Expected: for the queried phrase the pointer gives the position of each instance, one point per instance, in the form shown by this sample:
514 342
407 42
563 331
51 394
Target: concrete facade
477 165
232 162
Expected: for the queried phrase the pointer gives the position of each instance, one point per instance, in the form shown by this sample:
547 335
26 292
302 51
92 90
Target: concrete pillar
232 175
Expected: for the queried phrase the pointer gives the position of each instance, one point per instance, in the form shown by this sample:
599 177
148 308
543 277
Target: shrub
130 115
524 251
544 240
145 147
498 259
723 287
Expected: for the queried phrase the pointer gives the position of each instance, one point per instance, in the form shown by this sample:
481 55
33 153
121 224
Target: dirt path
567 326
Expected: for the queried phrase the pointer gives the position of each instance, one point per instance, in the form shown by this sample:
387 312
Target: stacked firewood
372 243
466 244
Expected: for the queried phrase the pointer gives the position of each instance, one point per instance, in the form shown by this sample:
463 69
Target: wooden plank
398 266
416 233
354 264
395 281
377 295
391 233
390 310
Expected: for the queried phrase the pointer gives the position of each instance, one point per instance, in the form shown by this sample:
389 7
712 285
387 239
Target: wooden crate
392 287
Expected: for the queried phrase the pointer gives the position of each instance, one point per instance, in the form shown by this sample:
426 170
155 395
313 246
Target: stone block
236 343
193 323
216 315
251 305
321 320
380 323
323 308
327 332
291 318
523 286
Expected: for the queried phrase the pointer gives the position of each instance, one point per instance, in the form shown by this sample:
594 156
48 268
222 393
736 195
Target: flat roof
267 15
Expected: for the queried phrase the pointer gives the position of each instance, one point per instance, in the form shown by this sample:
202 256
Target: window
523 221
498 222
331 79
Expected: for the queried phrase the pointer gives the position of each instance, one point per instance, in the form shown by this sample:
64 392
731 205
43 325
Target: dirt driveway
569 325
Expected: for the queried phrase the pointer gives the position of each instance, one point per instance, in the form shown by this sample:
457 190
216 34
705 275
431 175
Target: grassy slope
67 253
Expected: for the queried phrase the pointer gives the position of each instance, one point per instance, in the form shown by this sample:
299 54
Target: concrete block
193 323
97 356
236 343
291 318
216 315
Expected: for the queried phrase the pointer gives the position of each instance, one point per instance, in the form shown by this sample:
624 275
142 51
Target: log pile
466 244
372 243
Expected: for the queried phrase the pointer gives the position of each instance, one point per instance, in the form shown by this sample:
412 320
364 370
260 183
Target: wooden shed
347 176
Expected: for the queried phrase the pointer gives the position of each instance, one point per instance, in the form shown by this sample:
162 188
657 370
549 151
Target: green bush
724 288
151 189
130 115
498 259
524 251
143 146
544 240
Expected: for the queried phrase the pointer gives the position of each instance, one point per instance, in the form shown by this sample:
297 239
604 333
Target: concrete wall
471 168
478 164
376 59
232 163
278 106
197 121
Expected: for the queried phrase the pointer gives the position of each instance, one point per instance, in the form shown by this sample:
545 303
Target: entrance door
-----
• _Task details_: How many lines in the listing above contain the word "wooden"? Upper and lower case must match. Reply with the number only.

• _Answer to this problem_: 3